Passage shown

Then there’s Obscenely Bad Math. Not the innocuous 4 + 1 = 6, but the kind that kills. A word problem: we all have a Basal Metabolic Rate or BMR (not to be mistaken for BMI, Body Mass Index), which is the rate at which you burn calories in order to sustain life functions at rest at a normal room temperature. That is, the human body needs a minimum number of calories a day to perform necessary, vital functions to keep the brain working, to continue on with the business of life. For a long time, my anorexic brain maintained that my BMR was somewhere in the 500 calories-a-day range. This allowed for the desperate, plummeting subtraction: Less = Less of me, less space that I would occupy, less of the noisy, awkward, lumbering me. My messed-up math? 500 calories - 195 calories = 305, - another 195 calories = 110 calories left for dinner. Better? The days when I skipped meals, all three, and happily (delusionally) became a negative integer (a -500).

Of course, this anorexically invented BMR was crazy. No possible way to sustain life.

And yet, I followed more of IT’s unbending computations:

(8 laps = 1 mile = 100 calories) x 6= 600 erased calories.
Eat ½ of what’s on the plate, then ¼, only 1 bite, now nothing (0).
The scale subtracts pound after pound; any positive increase = 1 more mile, 1 less bite.
All exercise must end on even numbers (i.e., 6 miles, not five; 300 sit-ups not 297).

Information given
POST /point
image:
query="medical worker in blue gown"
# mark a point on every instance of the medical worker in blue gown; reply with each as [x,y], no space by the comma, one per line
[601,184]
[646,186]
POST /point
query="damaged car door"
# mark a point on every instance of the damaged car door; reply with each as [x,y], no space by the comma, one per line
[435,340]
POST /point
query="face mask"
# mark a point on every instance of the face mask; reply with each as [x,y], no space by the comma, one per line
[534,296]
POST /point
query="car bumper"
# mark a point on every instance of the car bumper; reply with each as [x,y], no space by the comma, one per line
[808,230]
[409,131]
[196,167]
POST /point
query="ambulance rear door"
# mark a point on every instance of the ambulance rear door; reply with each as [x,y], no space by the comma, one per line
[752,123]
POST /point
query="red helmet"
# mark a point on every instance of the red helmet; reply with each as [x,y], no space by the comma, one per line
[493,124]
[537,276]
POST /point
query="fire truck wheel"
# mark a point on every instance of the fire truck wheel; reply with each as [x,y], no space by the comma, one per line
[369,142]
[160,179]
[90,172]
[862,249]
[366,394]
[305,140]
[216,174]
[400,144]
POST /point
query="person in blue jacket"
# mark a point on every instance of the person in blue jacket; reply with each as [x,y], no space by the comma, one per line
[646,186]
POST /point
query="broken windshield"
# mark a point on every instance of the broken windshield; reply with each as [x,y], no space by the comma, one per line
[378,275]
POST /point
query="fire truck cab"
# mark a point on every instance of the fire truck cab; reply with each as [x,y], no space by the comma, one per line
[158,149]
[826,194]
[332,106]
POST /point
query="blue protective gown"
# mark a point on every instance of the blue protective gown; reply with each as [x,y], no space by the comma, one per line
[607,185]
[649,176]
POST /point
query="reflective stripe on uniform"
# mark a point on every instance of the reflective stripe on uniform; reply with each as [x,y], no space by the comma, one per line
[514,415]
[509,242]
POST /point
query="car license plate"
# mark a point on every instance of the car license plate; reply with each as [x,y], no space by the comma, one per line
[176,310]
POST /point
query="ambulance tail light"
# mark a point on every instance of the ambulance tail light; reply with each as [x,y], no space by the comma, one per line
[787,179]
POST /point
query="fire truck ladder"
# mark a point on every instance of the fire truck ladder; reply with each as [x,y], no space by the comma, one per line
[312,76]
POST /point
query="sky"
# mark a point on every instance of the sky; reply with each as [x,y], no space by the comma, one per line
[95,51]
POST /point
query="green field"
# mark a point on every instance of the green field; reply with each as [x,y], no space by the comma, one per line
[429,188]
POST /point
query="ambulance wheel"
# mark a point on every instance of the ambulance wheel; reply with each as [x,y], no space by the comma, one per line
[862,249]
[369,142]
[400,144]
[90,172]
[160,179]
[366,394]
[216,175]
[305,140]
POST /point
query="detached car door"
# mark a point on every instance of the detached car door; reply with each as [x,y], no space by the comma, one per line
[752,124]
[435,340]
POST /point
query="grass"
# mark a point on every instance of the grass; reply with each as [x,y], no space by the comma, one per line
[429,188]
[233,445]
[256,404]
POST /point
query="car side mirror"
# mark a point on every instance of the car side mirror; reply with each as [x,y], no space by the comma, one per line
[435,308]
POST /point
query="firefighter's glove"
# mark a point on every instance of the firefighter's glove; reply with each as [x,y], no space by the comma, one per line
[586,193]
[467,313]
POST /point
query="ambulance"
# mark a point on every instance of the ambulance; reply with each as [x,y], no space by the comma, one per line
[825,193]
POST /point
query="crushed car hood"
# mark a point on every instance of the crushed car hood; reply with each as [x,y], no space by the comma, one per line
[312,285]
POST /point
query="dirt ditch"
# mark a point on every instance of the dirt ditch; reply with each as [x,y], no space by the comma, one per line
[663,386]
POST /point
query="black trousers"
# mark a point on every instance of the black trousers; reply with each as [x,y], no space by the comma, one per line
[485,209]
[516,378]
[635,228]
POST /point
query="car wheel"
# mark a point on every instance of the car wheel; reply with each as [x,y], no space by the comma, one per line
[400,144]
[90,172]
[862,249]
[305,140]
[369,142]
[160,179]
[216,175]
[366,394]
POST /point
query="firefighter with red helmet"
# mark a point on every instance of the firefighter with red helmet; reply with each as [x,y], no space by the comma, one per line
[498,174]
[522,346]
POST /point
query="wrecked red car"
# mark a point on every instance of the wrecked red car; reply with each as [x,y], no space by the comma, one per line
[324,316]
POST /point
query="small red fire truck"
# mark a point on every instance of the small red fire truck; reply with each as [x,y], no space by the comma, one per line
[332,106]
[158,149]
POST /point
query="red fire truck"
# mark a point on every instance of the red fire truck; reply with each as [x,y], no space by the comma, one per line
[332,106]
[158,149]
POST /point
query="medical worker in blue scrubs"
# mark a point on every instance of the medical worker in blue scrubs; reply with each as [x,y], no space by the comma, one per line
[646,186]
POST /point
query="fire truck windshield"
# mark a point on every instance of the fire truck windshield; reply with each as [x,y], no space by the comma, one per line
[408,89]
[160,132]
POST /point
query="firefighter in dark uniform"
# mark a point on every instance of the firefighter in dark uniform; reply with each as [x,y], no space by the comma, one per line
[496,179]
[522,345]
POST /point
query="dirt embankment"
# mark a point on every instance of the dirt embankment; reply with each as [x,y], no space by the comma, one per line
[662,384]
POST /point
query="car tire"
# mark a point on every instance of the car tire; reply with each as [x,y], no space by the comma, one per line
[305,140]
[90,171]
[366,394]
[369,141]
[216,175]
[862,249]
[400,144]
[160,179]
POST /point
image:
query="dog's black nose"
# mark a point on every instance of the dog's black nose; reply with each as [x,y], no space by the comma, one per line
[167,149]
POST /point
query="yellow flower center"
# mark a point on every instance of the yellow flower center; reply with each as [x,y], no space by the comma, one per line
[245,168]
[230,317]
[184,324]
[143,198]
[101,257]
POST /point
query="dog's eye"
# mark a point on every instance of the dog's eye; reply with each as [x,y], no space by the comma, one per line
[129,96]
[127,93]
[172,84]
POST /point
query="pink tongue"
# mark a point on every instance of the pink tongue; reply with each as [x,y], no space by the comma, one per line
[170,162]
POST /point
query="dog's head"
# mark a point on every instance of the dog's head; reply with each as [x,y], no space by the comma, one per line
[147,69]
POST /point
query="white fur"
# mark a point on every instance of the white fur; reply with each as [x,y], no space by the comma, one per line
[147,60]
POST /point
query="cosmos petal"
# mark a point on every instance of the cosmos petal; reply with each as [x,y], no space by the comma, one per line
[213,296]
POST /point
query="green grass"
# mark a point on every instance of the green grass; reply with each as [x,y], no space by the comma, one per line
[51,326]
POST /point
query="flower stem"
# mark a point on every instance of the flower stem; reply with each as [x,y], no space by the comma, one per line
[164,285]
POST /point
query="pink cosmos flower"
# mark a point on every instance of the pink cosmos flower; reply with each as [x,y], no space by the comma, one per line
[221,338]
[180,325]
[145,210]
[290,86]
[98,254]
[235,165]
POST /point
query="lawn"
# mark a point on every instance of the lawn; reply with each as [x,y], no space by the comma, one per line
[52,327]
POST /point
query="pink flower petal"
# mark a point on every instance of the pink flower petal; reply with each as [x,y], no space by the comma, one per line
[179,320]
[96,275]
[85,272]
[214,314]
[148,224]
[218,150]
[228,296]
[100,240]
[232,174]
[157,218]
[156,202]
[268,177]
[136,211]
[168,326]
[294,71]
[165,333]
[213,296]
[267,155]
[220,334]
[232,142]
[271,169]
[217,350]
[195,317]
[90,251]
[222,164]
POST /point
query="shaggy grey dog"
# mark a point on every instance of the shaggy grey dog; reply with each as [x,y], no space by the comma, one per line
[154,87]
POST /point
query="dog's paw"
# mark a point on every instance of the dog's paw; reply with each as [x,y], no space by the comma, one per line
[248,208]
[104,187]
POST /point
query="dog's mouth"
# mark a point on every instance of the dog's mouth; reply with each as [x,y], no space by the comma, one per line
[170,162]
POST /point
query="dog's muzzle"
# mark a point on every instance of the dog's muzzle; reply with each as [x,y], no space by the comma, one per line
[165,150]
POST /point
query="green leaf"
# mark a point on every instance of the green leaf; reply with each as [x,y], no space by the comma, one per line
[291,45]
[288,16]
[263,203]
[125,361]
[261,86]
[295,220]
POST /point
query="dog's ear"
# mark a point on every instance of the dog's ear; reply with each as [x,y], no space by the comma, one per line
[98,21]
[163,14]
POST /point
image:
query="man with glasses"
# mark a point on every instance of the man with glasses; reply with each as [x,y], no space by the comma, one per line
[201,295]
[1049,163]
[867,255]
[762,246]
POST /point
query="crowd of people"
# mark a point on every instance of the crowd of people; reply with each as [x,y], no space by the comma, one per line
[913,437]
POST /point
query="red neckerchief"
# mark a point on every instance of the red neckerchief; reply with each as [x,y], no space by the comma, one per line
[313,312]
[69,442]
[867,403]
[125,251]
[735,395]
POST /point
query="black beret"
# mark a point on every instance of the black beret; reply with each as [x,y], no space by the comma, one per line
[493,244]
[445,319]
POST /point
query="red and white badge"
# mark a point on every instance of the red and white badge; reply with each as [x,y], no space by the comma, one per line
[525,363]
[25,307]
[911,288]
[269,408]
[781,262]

Exercise description
Revise the passage on anorexic math, starting at the words "The scale subtracts" and stopping after "sit-ups not 297).", with "sit-ups" swapped for "push-ups". The records have nothing to do with this work.

Solution to this problem
The scale subtracts pound after pound; any positive increase = 1 more mile, 1 less bite.
All exercise must end on even numbers (i.e., 6 miles, not five; 300 push-ups not 297).